> _Directive A_: How would you put this sentence from the member newsletter into Spanish: "Joe Burr has decided to step down from the board due to his busy work schedule."?
> _Directive B_: Could you pick up the member newsletter after its final sentence and write a few more lines in the same style?

> _Page excerpt_:
= = = =

Member Spotlight
This week's spotlight is
Joe Burr. Please keep this member top
of mind this week for referrals.
Meeting Schedule
We will NOT have meetings on December 23rd or December
30th due to everyone's busy holiday schedule.
Board Update
There will be a board meeting on Friday, December 16th
at 8:30am after the regular meeting.
Joe Burr has decided to step down from the
board due to his busy work schedule. We will be
looking to fill that position.
Guest Speaker
Mark Menasci would like to bring in a guest speaker.
This gentleman is 110-years old and has many entertaining
stories to share.
Social Event
If you have not already done so, please RSVP for the
holiday party. We will have a white elephant gift
exchange. Do not spend any money. Find something
in your garage.
Guest Speaker
- Dr. Tracy
Dr. Sarah J. Tracy (Ph.D., University of Colorado, 2000) is
associate professor or organizational communication at Arizona State
University. Her scholarly work examines emotion, communication and
identity in the workplace with particular focus on emotional labor,
workplace bullying, burnout and work-life wellness. She has recently
turned her attention to compassion, generosity and engagement.

= = = =

> _Stored rows_:
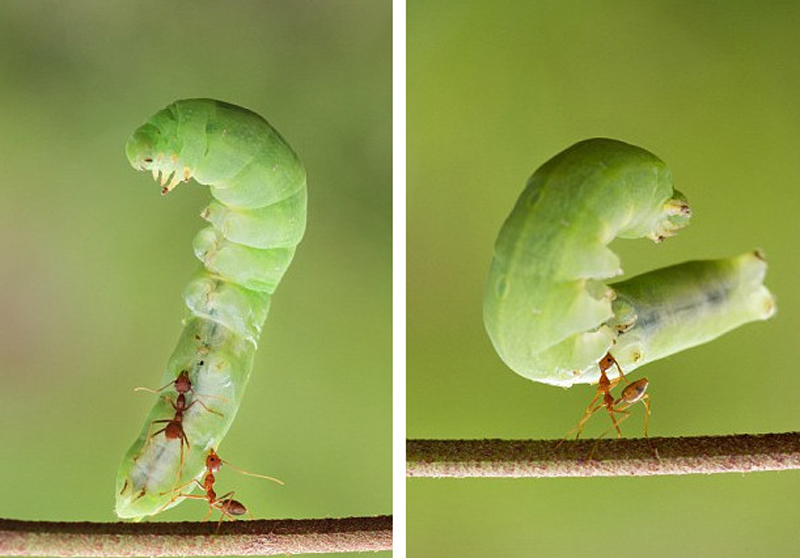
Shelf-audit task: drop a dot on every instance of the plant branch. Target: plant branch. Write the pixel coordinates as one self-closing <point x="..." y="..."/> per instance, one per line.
<point x="242" y="538"/>
<point x="602" y="458"/>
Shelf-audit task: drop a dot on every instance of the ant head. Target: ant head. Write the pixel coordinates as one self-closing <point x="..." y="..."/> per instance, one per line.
<point x="213" y="461"/>
<point x="634" y="391"/>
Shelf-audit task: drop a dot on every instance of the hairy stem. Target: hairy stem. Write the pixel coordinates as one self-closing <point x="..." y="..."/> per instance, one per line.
<point x="602" y="458"/>
<point x="242" y="538"/>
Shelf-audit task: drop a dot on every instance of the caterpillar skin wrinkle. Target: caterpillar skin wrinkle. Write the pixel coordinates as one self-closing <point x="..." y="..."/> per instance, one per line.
<point x="256" y="219"/>
<point x="548" y="309"/>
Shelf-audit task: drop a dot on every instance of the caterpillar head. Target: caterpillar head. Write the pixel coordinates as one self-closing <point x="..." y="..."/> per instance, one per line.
<point x="151" y="148"/>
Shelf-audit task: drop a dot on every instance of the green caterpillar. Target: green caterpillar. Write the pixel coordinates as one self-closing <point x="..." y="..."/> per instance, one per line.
<point x="548" y="310"/>
<point x="256" y="220"/>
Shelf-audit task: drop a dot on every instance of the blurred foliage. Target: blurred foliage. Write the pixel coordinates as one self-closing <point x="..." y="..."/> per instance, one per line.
<point x="95" y="259"/>
<point x="494" y="90"/>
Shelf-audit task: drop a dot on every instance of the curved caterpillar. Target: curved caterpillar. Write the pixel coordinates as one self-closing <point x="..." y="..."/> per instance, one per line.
<point x="257" y="218"/>
<point x="547" y="308"/>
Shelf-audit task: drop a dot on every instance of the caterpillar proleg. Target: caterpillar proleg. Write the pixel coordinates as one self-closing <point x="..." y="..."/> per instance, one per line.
<point x="548" y="309"/>
<point x="257" y="218"/>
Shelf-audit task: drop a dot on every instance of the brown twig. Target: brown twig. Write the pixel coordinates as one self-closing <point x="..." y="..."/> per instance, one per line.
<point x="602" y="458"/>
<point x="242" y="538"/>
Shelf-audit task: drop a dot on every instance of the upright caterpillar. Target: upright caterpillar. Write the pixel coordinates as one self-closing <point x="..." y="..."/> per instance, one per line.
<point x="547" y="308"/>
<point x="256" y="220"/>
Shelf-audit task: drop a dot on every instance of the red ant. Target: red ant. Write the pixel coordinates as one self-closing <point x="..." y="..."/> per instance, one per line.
<point x="174" y="426"/>
<point x="631" y="394"/>
<point x="227" y="506"/>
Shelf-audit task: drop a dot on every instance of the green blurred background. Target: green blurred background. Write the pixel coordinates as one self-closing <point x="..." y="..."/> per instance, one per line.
<point x="95" y="260"/>
<point x="495" y="88"/>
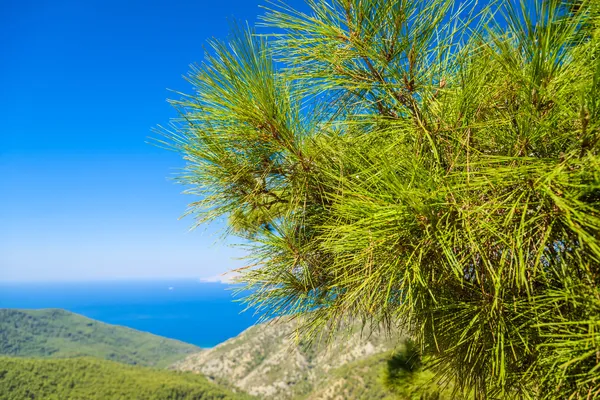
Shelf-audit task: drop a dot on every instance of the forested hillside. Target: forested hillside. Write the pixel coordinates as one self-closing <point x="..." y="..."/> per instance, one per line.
<point x="89" y="379"/>
<point x="59" y="333"/>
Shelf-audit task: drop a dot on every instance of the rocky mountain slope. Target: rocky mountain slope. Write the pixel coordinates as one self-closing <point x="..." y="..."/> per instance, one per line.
<point x="268" y="362"/>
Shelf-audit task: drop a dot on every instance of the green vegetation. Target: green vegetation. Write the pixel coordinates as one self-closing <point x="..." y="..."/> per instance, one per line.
<point x="59" y="333"/>
<point x="419" y="163"/>
<point x="88" y="379"/>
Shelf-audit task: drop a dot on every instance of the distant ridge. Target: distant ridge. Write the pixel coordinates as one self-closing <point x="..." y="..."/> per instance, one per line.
<point x="94" y="379"/>
<point x="57" y="333"/>
<point x="265" y="361"/>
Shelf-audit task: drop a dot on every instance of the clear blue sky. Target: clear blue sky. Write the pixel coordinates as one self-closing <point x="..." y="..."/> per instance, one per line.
<point x="82" y="195"/>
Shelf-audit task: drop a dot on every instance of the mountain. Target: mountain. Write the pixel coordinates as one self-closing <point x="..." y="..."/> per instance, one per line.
<point x="91" y="379"/>
<point x="266" y="362"/>
<point x="59" y="334"/>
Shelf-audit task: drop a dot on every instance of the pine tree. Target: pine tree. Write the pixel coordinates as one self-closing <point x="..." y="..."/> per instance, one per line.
<point x="430" y="165"/>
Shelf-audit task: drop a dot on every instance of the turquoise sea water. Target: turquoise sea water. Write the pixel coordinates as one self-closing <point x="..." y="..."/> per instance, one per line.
<point x="203" y="314"/>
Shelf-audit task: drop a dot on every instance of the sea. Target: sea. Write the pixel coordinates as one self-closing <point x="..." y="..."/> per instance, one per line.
<point x="201" y="313"/>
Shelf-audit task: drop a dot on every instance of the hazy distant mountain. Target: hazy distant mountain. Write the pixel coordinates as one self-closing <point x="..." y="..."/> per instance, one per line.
<point x="265" y="362"/>
<point x="58" y="334"/>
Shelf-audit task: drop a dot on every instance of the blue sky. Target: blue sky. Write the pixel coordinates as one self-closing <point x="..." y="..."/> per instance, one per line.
<point x="83" y="196"/>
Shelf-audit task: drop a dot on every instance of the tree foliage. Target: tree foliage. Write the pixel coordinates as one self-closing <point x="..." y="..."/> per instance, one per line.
<point x="427" y="164"/>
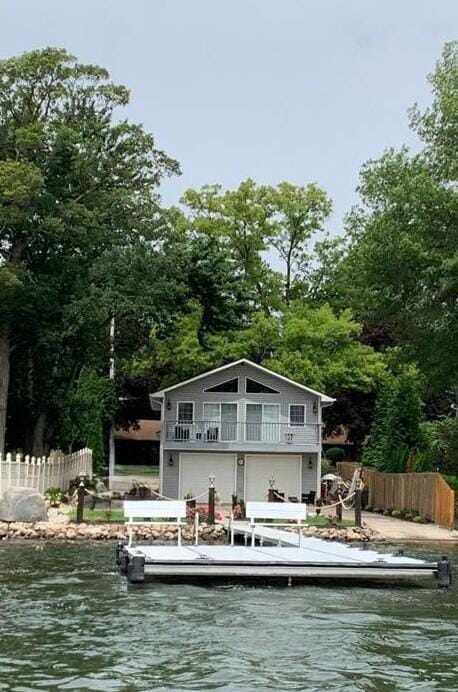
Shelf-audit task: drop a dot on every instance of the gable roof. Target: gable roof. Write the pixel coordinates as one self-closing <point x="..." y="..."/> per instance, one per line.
<point x="325" y="400"/>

= = = =

> _Written reply A_: Joe Burr ha decidido dejar la junta directiva debido a su apretada agenda de trabajo.

> _Written reply B_:
Dr. Sarah Tracy is the Director of The Project for Wellness and
Work-Life (PWWL), a consortium of faculty, graduate students and
organizational members who work together to better understand, study
and improve work-life well-being. PWWL serves as an incubator for
new ideas, support for ongoing research projects, a nexus for
sharing research with multiple audiences and a place of mentoring
for tomorrow's organizational researchers and practitioners.
Dr. Tracy's award-winning research has resulted in two books and
over 40 monographs. In recognition of her exemplary research,
teaching and service she received one of six ASU Presidential
Faculty Exemplar Awards in 2006.
Dr. Tracy presented on the concept of personal happiness and how to
better understand its affect on our lives. Her presentation format
was a combination of lecture and exercises.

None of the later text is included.